**Data in this exercise**
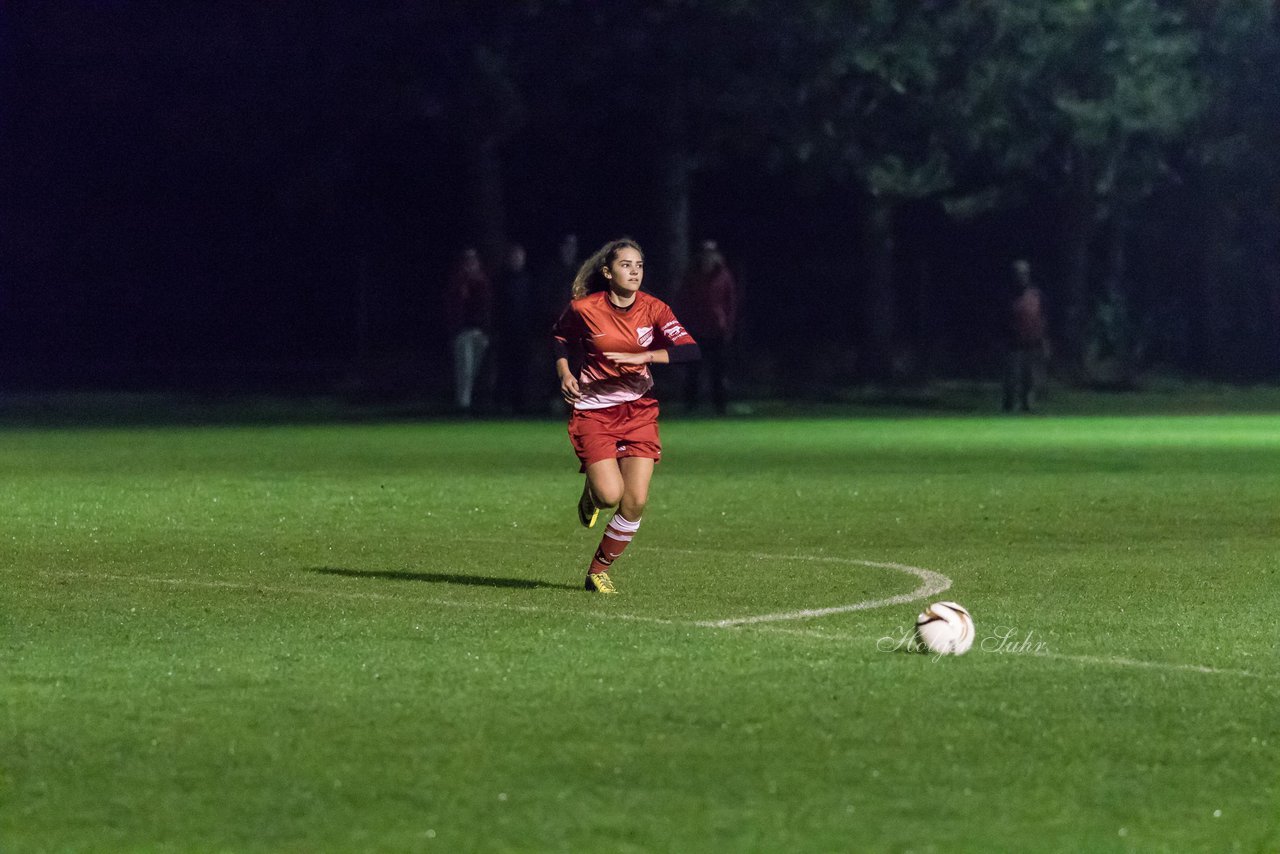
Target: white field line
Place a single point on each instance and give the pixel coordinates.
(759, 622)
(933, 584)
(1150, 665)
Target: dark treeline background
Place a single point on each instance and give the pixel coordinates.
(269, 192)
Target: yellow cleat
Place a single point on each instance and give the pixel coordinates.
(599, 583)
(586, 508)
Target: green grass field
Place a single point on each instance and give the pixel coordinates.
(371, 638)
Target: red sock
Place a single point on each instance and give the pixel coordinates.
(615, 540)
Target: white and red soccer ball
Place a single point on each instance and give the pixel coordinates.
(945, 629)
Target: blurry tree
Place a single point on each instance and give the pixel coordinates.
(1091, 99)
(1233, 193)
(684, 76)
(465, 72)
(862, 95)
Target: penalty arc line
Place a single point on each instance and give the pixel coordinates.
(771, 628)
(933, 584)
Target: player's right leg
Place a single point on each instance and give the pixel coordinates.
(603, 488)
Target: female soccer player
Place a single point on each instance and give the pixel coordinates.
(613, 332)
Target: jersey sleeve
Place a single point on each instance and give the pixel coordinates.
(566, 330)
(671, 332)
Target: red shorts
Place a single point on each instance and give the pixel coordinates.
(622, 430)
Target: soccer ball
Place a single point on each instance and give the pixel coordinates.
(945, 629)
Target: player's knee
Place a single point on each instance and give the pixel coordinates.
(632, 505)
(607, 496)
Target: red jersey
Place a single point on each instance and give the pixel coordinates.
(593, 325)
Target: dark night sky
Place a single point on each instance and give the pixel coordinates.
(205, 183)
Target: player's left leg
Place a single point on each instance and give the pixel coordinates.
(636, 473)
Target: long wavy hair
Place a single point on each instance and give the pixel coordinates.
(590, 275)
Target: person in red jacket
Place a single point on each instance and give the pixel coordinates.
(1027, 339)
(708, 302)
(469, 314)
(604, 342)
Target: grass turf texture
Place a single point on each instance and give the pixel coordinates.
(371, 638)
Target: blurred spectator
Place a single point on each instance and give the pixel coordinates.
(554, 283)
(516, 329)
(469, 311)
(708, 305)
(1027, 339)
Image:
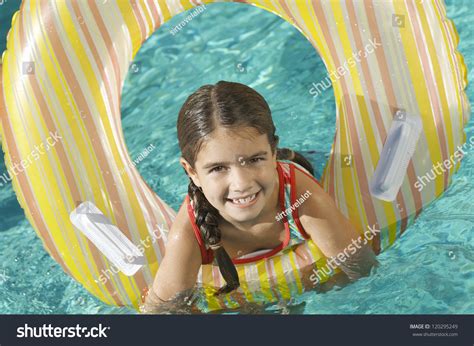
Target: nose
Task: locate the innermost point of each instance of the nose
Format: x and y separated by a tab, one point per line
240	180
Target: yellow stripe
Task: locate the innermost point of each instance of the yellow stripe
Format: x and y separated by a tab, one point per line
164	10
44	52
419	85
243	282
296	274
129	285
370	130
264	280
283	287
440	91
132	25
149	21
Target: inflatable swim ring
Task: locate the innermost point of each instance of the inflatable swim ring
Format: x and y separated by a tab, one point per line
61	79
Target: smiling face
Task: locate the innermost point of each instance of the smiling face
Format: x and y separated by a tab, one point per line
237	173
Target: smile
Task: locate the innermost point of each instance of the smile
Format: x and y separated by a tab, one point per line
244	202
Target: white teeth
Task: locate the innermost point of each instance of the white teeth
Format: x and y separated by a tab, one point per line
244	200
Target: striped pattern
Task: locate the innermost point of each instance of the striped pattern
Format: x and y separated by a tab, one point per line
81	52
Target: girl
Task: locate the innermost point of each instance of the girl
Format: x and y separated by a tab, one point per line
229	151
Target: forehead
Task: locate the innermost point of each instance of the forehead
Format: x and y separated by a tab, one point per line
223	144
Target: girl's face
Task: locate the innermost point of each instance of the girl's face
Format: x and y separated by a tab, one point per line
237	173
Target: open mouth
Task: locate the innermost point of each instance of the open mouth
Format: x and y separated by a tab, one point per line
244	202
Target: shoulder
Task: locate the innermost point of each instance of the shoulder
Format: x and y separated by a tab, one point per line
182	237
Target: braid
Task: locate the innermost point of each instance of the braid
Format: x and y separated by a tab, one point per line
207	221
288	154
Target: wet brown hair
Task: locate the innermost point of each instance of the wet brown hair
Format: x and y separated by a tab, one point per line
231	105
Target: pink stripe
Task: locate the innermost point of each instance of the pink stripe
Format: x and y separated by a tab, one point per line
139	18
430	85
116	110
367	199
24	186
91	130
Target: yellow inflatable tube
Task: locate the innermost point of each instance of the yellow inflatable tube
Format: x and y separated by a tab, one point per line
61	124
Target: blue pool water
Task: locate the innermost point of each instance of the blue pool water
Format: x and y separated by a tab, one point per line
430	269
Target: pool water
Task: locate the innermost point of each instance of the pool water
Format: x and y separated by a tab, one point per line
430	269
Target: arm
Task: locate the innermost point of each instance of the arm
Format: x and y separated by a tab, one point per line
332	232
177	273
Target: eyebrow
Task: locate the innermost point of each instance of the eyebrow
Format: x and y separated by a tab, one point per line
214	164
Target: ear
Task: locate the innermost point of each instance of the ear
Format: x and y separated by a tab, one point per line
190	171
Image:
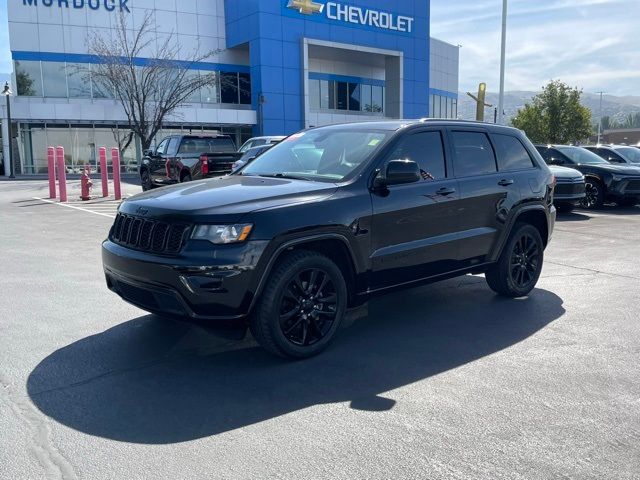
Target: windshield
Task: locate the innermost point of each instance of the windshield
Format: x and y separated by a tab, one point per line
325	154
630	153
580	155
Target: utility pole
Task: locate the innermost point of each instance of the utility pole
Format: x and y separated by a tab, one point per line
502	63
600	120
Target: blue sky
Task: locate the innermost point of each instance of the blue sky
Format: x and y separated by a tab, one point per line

**Aim of the exercise**
Copy the data word for word, no pictures.

**Exercise output**
Target: white field line
Place a single point on each instance and give the pixel coordinates.
(759, 622)
(933, 584)
(1150, 665)
Target: dark treeline background
Place a single point on each instance and give the pixel coordinates.
(269, 192)
Target: yellow cleat
Place a single point on each instance and give the pixel coordinates.
(599, 583)
(586, 508)
Target: green grass field
Place a single point on each instance and give the pixel coordinates.
(371, 638)
Target: red sock
Place a single point on each instance and give the pixel coordinates.
(615, 540)
Target: white and red soccer ball
Place a single point on each instance and give the pixel coordinates.
(945, 629)
Target: blurry tree
Place a single point on each instance and give the pixel coordinates.
(1091, 99)
(1233, 193)
(684, 76)
(465, 72)
(862, 95)
Target: penalty arc line
Place a single point on each instance and give the pixel coordinates.
(771, 628)
(933, 584)
Target: player's right leg
Place a single point on each instance and give the pixel coordinates.
(603, 488)
Target: female soccer player
Place a single point on each instance and give the pixel coordinates.
(613, 332)
Target: jersey sleeve
Place a single point on each instance and give the pixel coordinates.
(566, 330)
(671, 332)
Target: red shorts
Place a single point on each instance and give the pixel coordinates.
(622, 430)
Target: soccer ball
Place a single point on each instance and give the pixel coordinates.
(945, 629)
Target: player's knee
Place a single point on each instance and give the pixel coordinates.
(632, 505)
(607, 496)
Target: red jersey
Place a single point on each instance and give the pixel coordinates.
(593, 325)
Target: dark night sky
Place a single point on each instance and give the pixel coordinates.
(205, 183)
Target: player's left leg
Place a single point on each instance and give the pixel coordinates.
(636, 473)
Target: long wavy hair
Place a single point on each instance and give the pixel coordinates.
(590, 275)
Target: person in red jacket
Place a single point on each instance and give the pixel coordinates.
(1027, 339)
(708, 302)
(469, 314)
(604, 342)
Target: grass turf texture
Place a single point on each instance and give the pixel coordinates.
(371, 638)
Target: blurred spectator
Place a single point on each instance and give the pixel coordinates.
(554, 283)
(516, 329)
(469, 311)
(708, 305)
(1027, 339)
Image:
Target: nose
Task: locate the innermost point of each instance of the nose
Format: x and y separated by a tab, one point per line
240	180
Target: yellow stripe
Task: locate the innermost point of each instance of the yellow stripe
Format: x and y separated by a tab, one point per line
164	10
44	52
419	85
243	282
296	274
129	285
370	130
264	280
283	287
440	91
132	25
149	21
Target: inflatable swim ring
Task: locate the innermost point of each instance of the inflatable swim ring
Format: x and y separated by a tab, one point per line
61	79
Target: smiling face
Task: locate the innermost point of each instance of the smiling face
Format: x and y separated by a tab, one point per line
237	173
Target: smile
Task: locate the innermost point of each instance of the smile
Format: x and y separated by a tab, one point per line
244	202
Target: white teeth
Task: locate the innermost point of each instance of the white teeth
Format: x and y separated by a tab, one point per line
244	200
Target: striped pattern
Task: locate the innermost point of each instance of the striped pattern
Format: x and y separated by a tab, one point per line
81	52
Target: girl
Task: locate the innermost point of each instance of the girl
Format: x and y separated by a tab, one point per line
229	151
Target: forehead
Task: locate the innermost point of each instance of the forehead
Format: x and y separated by a tab, one point per line
223	144
Target: girl's face
Task: locate the innermost point of each instance of the girl's face
Format: x and y separated by a tab, one point per line
237	173
Target: open mouth
Task: locate the innermost point of each instance of the open mouth
Format: x and y separated by a tab, one point per line
244	202
Target: shoulder
Task: locate the innermost point of each instance of the shoulder
Format: x and y separated by a tab, one point per line
182	237
Target: braid
Task: locate the innermost point of each instance of the braid
Format: x and y separated by a tab, one point per line
207	221
288	154
Target: wet brown hair
Task: locate the innermost point of each instance of the wet brown hair
Format: x and y separated by a tab, one point per line
231	105
Target: pink stripe
Task: locate the innermost point of each instance of the pink stripe
Format: x and y separated by a tab, one point per line
139	18
430	85
116	110
367	199
24	186
91	130
Target: yellow inflatable tube
Task: locate the innermost point of each instance of the yellow inflatable tube
Format: x and y separated by a tab, one point per line
61	124
Target: blue pool water
Task: locate the innermost point of each instance of the blue pool water
Format: x and y separated by a tab, one point per line
430	269
Target: pool water
Task: locate the innermost point of each instance of the pool water
Format: x and y separated by a tab, one point per line
430	269
Target: arm
Task: locate the innermost point of each instance of the arm
Format: x and y separated by a tab, one point per line
332	232
177	273
Target: eyebrow
Task: locate the innermost point of each instance of the eyebrow
Format: x and y separated by a tab, one point per line
214	164
Target: ear
Task: locate the innermost point of each instance of the ear
Format: x and y separated by a tab, one point per line
190	171
Image:
Target: windshield
Task: locate the innermost point of each instance of the windshield
Format: x and y separated by a tab, one point per line
325	154
630	153
580	155
Target: utility pole
Task: locate the innermost point of each instance of the utility pole
Format: x and y separated by a tab, one point per line
502	63
600	120
Target: blue sky
Task: locate the innermost point of each instance of the blue sky
Format: x and y separated by a tab, one point per line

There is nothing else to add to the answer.